→ **What you need to do**:
Edit the data below by replacing every "set one pin" with "place one marker" and leaving everything else as it is. Leave the pictures out of your answer.

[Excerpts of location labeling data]
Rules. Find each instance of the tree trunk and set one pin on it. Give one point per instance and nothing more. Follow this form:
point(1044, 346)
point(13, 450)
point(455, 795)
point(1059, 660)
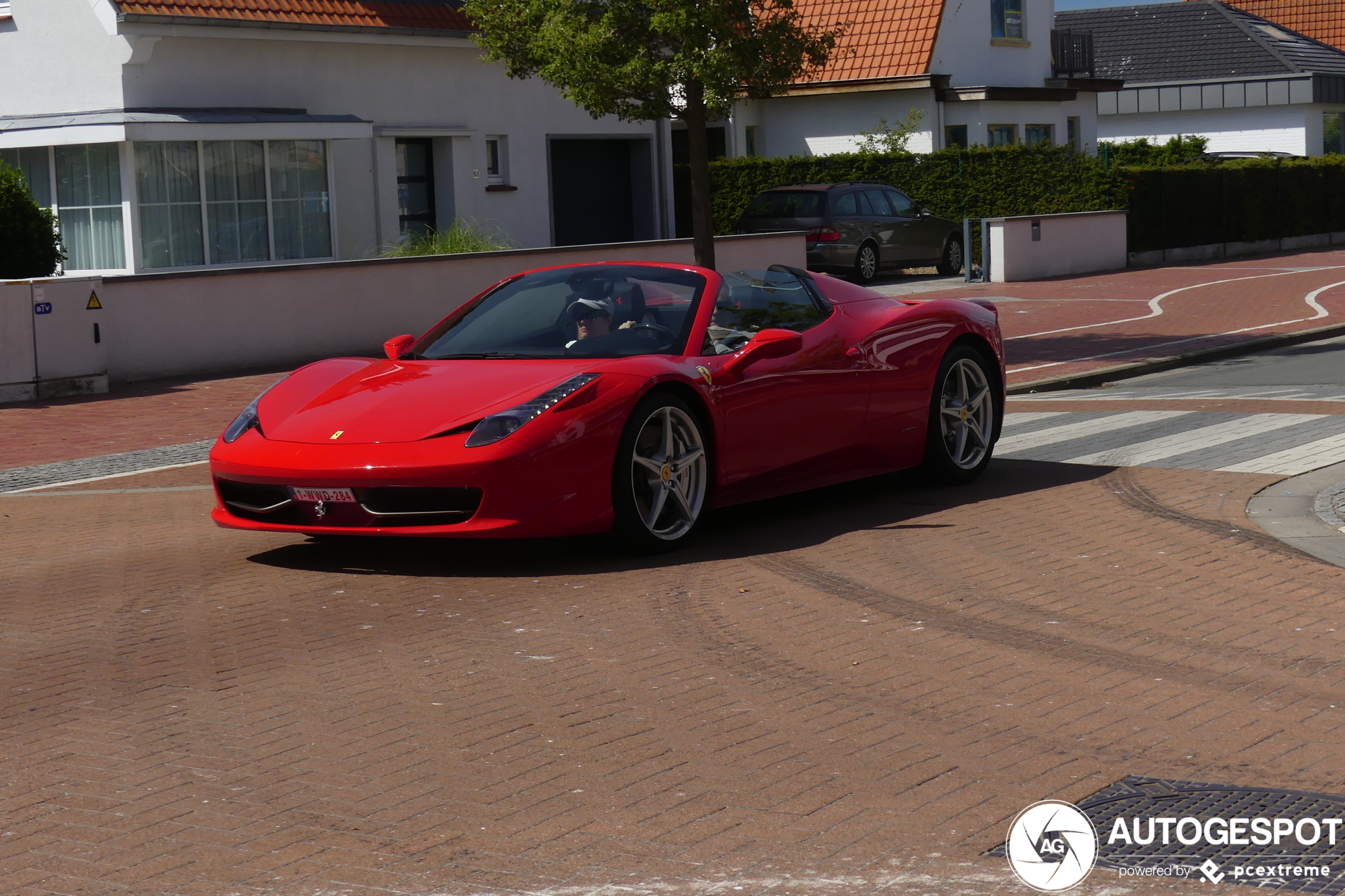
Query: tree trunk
point(703, 214)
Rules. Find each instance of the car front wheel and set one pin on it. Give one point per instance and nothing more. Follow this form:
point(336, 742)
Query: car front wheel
point(962, 418)
point(865, 264)
point(661, 480)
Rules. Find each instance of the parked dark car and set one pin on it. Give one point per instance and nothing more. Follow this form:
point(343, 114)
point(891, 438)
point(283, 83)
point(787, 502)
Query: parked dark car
point(857, 228)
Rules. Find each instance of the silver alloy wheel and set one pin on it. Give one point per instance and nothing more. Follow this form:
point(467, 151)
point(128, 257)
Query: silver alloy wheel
point(965, 414)
point(868, 263)
point(669, 473)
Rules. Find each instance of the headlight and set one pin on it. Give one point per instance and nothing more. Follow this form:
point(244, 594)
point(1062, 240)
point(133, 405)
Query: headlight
point(248, 420)
point(497, 426)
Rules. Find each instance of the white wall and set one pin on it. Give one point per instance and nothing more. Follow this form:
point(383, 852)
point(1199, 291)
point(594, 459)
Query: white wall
point(1074, 243)
point(177, 324)
point(1271, 128)
point(963, 48)
point(831, 123)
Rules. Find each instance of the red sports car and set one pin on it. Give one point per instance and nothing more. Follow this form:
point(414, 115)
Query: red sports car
point(618, 397)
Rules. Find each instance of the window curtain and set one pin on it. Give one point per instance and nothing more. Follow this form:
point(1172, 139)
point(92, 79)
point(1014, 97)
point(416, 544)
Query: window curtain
point(89, 206)
point(168, 195)
point(33, 164)
point(236, 202)
point(299, 199)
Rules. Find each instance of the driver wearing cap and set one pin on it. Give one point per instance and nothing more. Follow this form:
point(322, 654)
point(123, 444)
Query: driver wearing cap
point(592, 319)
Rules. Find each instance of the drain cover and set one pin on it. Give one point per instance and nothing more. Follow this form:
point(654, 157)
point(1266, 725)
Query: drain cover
point(1289, 833)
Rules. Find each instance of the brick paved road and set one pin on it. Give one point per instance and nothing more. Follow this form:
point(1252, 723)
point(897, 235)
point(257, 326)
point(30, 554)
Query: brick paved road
point(838, 693)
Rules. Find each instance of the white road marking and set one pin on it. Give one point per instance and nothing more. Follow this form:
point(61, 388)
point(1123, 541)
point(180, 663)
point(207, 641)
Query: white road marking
point(1297, 460)
point(1311, 298)
point(1028, 417)
point(1152, 450)
point(1079, 430)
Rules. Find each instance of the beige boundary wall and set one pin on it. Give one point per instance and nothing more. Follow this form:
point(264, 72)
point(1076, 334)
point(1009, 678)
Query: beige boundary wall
point(1040, 246)
point(200, 323)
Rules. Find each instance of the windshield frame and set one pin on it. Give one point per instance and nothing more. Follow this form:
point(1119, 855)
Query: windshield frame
point(679, 348)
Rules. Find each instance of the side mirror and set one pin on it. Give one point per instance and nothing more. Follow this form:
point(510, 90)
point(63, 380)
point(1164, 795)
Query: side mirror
point(399, 346)
point(768, 343)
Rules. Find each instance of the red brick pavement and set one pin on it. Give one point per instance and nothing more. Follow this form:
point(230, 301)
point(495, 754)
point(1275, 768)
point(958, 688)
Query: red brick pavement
point(833, 693)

→ **Task answer**:
Rules. Find each instance of the tree trunk and place one marker on it. Give one point per instance and nothing more. Follow this form:
point(1044, 346)
point(13, 450)
point(455, 795)
point(1059, 660)
Query: tree trunk
point(703, 214)
Rules. Find each instance of the car front wheel and place one marker on it. Give one point per instance and nothing more. Follow this form:
point(336, 742)
Query: car front wheel
point(962, 418)
point(865, 264)
point(661, 480)
Rules. Find each instance of the parked dark car and place one marker on it. Give one point per instance and nothing more. Follow this form:
point(343, 114)
point(891, 438)
point(283, 83)
point(787, 502)
Query: parked dark car
point(857, 228)
Rules. Find each instance of the silver alloy wheel and place one marker on it. Give one point per instance and nothing more. Follow this form:
point(467, 151)
point(128, 257)
Query: silver alloy wheel
point(965, 414)
point(868, 263)
point(669, 473)
Rules. Find each instance of the headlight and place one marker on it. Give one point per instance and nothing more. Follow this form:
point(244, 594)
point(1062, 240)
point(133, 405)
Query: headlight
point(248, 420)
point(497, 426)
Rules. Find each instance of the white wall and place one marker on it. Give one point per instance and nothing more. Follow this form:
point(383, 852)
point(1199, 291)
point(594, 459)
Query: white wall
point(1074, 243)
point(177, 324)
point(1271, 128)
point(963, 48)
point(831, 123)
Rules. Find each instance of the red sports car and place one marker on it. Give one point per instance and nothing more. Follow this form:
point(414, 115)
Query: red sports car
point(618, 397)
Rules. Find each instance of the window curtain and place one marker on it. Give one point per instance and nothing more. Follow this form:
point(1172, 139)
point(92, 79)
point(1014, 97)
point(416, 544)
Query: window curtain
point(89, 206)
point(168, 195)
point(33, 164)
point(236, 202)
point(299, 199)
Rules. Find each instance of the driver wearing cap and place one marker on it. Give one point per instance and nothing more. Follow this form:
point(322, 654)
point(123, 444)
Query: driver wearing cap
point(592, 319)
Rules. Find each instance of the drain cover and place one marker on it. Give one point per instance and nothing more. Follow this form:
point(654, 157)
point(1266, 725)
Query: drain cover
point(1289, 833)
Rules. Find each instance of the brick paved road and place one marker on it. Give one point per instance and nothing more. Follow this form:
point(1252, 723)
point(897, 235)
point(257, 326)
point(30, 554)
Query: brick paved road
point(838, 693)
Rules. Find each instance of the white road marking and place one marker on it. Give one point per instance and nothing more. Follow this form:
point(61, 388)
point(1123, 541)
point(180, 663)
point(207, 641)
Query: white road marking
point(1297, 460)
point(1311, 298)
point(1028, 417)
point(1152, 450)
point(1079, 430)
Rules. Find each instance of the beige boundary wall and place one marker on it. Give one point per instance and nothing more. Follow this form:
point(264, 72)
point(1076, 334)
point(1009, 678)
Query: beige boundary wall
point(1040, 246)
point(200, 323)
Rules. Find each instance of the windshield frame and place one marker on it. Give one point per instance and nothing more. Follow this form:
point(1119, 855)
Query: windshield frame
point(679, 348)
Rules. Find each instance of the side mirror and place one marker on it. Give one point per instance and nothing more. Follow this form:
point(510, 90)
point(63, 380)
point(1164, 795)
Query: side mirror
point(399, 346)
point(768, 343)
Rules. Find each instance of the red brick pavement and place one marker on it. Give one point per instance and nothing more. Follow this form:
point(230, 301)
point(495, 754)
point(1275, 768)
point(958, 688)
Query: red brick pavement
point(833, 693)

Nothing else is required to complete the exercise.